▸ Task requirements
Display each line of the listing below that contains the string "purple", with case counting.

— start of Input data —

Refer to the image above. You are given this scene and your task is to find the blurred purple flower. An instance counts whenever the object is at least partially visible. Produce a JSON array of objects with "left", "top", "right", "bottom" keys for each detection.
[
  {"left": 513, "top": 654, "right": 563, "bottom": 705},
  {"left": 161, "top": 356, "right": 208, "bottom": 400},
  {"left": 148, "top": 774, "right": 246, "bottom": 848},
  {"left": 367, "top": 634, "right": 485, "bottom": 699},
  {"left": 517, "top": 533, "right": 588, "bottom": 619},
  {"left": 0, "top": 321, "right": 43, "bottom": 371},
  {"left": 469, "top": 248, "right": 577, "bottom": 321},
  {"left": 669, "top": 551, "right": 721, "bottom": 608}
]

— end of Input data —

▸ Written solution
Refer to the image above. You are given this scene and your task is to find the blurred purple flower. An instance counts whenever the object is at least partially visible. Produce a JSON array of objects with "left", "top", "right", "bottom" keys for each detection.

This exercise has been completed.